Rewrite the part of the records that runs from the start through the line containing "219, 348, 255, 459", replacing "sari" with "shawl" and leaving everything else unchanged.

======== Excerpted records

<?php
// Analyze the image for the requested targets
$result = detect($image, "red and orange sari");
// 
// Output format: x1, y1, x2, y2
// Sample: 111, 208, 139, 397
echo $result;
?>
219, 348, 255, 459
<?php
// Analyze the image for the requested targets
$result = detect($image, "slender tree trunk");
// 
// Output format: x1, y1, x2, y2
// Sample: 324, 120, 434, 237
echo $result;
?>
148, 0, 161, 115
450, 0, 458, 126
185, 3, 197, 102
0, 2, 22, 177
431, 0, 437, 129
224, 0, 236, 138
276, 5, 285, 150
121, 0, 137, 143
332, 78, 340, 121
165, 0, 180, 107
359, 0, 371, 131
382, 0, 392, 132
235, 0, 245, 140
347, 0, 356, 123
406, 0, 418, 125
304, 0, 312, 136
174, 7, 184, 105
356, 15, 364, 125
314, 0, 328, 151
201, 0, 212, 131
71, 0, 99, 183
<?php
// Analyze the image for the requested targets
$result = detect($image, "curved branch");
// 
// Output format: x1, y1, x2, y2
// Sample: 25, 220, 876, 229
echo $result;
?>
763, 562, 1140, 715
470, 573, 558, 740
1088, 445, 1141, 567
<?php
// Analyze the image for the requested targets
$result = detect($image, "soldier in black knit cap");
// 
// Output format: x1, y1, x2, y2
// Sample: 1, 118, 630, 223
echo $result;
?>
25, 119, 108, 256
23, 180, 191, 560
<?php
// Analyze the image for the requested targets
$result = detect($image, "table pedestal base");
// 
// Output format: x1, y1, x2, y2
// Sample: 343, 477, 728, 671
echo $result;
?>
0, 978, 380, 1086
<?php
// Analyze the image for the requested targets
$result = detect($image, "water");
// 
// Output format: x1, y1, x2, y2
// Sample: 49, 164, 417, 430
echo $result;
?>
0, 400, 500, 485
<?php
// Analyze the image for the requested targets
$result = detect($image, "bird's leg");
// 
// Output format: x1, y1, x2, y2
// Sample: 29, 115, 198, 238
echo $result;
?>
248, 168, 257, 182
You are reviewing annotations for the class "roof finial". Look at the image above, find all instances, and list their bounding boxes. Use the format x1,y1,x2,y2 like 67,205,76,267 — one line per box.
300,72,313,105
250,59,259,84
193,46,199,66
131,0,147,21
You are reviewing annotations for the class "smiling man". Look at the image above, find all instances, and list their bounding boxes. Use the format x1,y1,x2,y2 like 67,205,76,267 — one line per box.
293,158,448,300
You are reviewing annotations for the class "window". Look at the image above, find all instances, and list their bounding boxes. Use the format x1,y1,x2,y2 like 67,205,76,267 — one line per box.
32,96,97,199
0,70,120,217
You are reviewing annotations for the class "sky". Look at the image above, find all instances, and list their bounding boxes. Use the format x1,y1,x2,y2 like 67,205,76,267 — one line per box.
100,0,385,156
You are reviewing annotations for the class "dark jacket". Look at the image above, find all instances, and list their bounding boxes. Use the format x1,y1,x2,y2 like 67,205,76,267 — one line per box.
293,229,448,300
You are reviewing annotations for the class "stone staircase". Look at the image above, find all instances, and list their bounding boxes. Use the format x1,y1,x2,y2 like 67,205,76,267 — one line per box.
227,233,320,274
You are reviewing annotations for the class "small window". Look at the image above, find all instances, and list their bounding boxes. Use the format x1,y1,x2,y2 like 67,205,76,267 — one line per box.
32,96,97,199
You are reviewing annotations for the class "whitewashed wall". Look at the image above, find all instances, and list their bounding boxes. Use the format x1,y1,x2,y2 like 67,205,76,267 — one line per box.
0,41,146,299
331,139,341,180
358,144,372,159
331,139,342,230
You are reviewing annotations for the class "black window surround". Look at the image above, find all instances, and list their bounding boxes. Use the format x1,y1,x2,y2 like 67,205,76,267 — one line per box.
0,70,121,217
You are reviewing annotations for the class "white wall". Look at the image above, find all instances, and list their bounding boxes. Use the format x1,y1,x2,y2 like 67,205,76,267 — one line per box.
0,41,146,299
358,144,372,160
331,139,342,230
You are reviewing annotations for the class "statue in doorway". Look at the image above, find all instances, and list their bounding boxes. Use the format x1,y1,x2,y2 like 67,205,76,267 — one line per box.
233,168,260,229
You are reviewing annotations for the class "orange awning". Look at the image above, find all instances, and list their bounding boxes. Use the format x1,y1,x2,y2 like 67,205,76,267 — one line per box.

================

# Solution to this exercise
<?php
// Analyze the image for the requested targets
$result = detect($image, "red and orange shawl");
// 
// Output format: x1, y1, x2, y2
// Sample: 111, 208, 139, 397
echo $result;
?>
219, 348, 255, 459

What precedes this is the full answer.